** Opening Text for analysis block **
The latest right-wing disinformation campaign,
all over the far-right media is that 70 percent of California's doctors are boycotting Obamacare. Is it true? Of course not. Is anything the
Washington Examiner, WND, or Breitart publishes true?
The LA Times's Michael Hiltzik has the full debunking. By doing real reporting, Hiltzik found out that as far as anyone is keeping track, more than 80 percent of the state's practicing physicians participate in the health plans on the exchange, and will be available to enrollees.
The "boycott" claim originated with Richard Pollock, a reporter at the conservative Washington Examiner, whose piece doesn't appear to reflect how the California exchange actually works.
"That article was wrong," says Molly Weedn, spokeswoman for the CMA. "We have no idea how many doctors are participating. We don't collect that data."
In fact, Pollock's sourcing for the data in his original article, which appeared Dec. 6, is highly questionable, if not flat-out worthless. Pollock revised his story on Tuesday after he got called on it by the CMA. He now says there's no organized boycott. But he's still seems to have the story wrong.
Pollock talked to "a half-dozen" insurance brokers and agents in the state, he says. But there's no way individual insurance agencies can have an idea of what's happening across the state, particularly a state as large as California. Pollock also talked to the president of the California Medical Association, Dr. Richard Thorp, who's own organization doesn't keep track of this kind of information, as the spokeswoman said above. When Pollock suggested the 70 percent figure to Thorp, he answered that "it wouldn't surprise" him. That was the extent of Pollock's confirmation of the boycott, a wild hunch from one individual who had no access to necessary information.
Pollock walked back part of the story, saying that instead of an organized boycott, this is a spontaneous one. But, as Hiltzik says:
What he should say isn't that "California's budding doctor rebellion" is "spontaneous," but that it's spurious. It exists in the mind of the Washington Examiner and has spread, like an epidemic, to a bunch of other susceptible patients in the news world. It should never have started, and it's high time it was eradicated.
** Closing Text for analysis block **
** Opening Supplied data block **
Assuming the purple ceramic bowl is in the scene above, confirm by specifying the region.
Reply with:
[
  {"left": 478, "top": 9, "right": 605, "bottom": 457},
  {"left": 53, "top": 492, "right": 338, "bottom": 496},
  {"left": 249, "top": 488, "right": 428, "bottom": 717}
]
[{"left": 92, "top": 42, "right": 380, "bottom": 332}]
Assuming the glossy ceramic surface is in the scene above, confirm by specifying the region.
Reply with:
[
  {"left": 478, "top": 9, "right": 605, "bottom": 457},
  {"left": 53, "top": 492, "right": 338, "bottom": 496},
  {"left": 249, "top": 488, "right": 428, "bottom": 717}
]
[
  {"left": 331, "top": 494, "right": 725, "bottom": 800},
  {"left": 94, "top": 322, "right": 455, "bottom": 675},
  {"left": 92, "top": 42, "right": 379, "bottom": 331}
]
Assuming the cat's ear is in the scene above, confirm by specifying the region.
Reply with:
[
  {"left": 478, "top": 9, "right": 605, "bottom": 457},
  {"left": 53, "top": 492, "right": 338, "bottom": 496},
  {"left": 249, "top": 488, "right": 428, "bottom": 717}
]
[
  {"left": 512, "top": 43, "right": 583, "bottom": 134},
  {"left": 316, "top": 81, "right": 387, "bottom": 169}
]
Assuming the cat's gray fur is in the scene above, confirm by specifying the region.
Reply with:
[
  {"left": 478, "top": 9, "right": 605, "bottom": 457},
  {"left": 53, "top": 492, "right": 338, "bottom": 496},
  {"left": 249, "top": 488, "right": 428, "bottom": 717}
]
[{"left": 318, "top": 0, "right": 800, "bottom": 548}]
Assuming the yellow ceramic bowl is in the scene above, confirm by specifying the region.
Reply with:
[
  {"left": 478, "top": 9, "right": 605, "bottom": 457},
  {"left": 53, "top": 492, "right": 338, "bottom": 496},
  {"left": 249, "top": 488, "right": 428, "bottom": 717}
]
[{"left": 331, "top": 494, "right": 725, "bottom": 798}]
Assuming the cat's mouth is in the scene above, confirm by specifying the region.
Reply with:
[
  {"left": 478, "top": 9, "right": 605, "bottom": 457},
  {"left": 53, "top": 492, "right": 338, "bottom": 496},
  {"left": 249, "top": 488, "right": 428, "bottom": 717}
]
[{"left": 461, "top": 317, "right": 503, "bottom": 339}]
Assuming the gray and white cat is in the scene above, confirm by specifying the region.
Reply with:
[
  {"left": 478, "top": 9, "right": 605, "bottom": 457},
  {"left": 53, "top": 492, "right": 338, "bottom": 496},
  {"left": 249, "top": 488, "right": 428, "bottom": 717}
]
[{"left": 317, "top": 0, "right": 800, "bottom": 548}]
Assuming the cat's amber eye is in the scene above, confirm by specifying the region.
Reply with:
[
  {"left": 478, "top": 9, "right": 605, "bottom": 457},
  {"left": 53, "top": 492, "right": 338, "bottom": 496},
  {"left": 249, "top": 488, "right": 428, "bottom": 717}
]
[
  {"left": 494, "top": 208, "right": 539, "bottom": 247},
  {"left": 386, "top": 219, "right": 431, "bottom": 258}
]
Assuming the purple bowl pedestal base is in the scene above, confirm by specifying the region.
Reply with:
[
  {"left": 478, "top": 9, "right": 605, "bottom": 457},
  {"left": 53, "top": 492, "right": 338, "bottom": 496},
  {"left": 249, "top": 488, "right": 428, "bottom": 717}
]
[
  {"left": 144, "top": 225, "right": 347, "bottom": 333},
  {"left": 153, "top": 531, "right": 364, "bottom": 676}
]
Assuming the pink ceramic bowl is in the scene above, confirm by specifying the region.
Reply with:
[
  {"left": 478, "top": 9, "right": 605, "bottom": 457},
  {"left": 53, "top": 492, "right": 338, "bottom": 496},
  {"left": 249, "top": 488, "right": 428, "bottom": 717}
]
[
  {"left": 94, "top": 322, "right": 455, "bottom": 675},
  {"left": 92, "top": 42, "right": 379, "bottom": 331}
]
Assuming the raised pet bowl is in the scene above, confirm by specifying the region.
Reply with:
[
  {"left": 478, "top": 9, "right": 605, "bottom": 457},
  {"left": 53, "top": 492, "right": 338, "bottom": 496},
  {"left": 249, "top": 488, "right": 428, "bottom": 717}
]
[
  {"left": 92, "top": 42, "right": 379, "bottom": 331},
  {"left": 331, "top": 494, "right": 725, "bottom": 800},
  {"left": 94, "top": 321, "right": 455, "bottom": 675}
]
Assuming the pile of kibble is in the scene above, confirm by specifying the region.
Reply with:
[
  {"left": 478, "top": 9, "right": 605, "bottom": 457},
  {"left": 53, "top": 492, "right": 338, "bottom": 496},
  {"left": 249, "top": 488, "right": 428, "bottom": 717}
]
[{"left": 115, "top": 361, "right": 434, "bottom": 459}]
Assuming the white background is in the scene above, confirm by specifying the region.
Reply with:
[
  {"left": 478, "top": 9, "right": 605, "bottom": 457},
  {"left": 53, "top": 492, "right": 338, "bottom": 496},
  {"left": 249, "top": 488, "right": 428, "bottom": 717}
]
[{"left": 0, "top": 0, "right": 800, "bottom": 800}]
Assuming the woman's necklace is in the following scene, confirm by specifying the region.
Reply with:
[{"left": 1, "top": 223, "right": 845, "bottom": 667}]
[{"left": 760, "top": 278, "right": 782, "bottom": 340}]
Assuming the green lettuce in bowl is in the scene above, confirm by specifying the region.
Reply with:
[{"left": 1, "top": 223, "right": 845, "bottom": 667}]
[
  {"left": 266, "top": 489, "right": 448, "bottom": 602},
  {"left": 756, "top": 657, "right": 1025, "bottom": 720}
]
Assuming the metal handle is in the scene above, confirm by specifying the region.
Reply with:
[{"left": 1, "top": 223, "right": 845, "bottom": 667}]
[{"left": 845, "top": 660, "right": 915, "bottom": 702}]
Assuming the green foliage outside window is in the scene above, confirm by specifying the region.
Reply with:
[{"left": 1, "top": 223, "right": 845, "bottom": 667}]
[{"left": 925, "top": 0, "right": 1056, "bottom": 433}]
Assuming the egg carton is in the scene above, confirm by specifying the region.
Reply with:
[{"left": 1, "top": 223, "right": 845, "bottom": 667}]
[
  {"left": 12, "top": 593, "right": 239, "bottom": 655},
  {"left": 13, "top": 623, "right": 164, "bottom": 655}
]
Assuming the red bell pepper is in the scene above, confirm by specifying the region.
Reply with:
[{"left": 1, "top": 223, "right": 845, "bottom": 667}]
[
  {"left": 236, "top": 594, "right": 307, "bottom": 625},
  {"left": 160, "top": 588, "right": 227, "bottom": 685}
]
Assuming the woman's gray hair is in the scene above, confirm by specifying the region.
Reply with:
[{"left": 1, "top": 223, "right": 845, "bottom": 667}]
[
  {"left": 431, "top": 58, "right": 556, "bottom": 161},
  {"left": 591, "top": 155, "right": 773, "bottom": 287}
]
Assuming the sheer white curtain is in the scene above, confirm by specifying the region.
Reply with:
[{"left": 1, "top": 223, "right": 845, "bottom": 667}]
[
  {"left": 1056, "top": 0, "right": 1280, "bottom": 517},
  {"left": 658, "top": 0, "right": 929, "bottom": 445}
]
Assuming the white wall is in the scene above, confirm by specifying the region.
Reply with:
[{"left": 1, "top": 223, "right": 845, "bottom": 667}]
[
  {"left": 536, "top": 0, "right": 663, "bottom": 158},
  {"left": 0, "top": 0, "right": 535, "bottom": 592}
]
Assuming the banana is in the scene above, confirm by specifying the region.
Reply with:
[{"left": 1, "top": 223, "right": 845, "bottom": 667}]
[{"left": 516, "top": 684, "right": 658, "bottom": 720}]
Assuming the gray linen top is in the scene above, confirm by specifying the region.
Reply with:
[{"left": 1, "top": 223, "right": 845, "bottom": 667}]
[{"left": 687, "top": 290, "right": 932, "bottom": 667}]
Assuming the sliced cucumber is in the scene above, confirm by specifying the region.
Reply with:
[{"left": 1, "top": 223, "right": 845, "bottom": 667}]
** Closing Supplied data block **
From the piece on the California doctor boycott claim, copy the stretch from "The latest right-wing" through "exchange actually works.".

== Solution to this task ==
The latest right-wing disinformation campaign,
all over the far-right media is that 70 percent of California's doctors are boycotting Obamacare. Is it true? Of course not. Is anything the
Washington Examiner, WND, or Breitart publishes true?
The LA Times's Michael Hiltzik has the full debunking. By doing real reporting, Hiltzik found out that as far as anyone is keeping track, more than 80 percent of the state's practicing physicians participate in the health plans on the exchange, and will be available to enrollees.
The "boycott" claim originated with Richard Pollock, a reporter at the conservative Washington Examiner, whose piece doesn't appear to reflect how the California exchange actually works.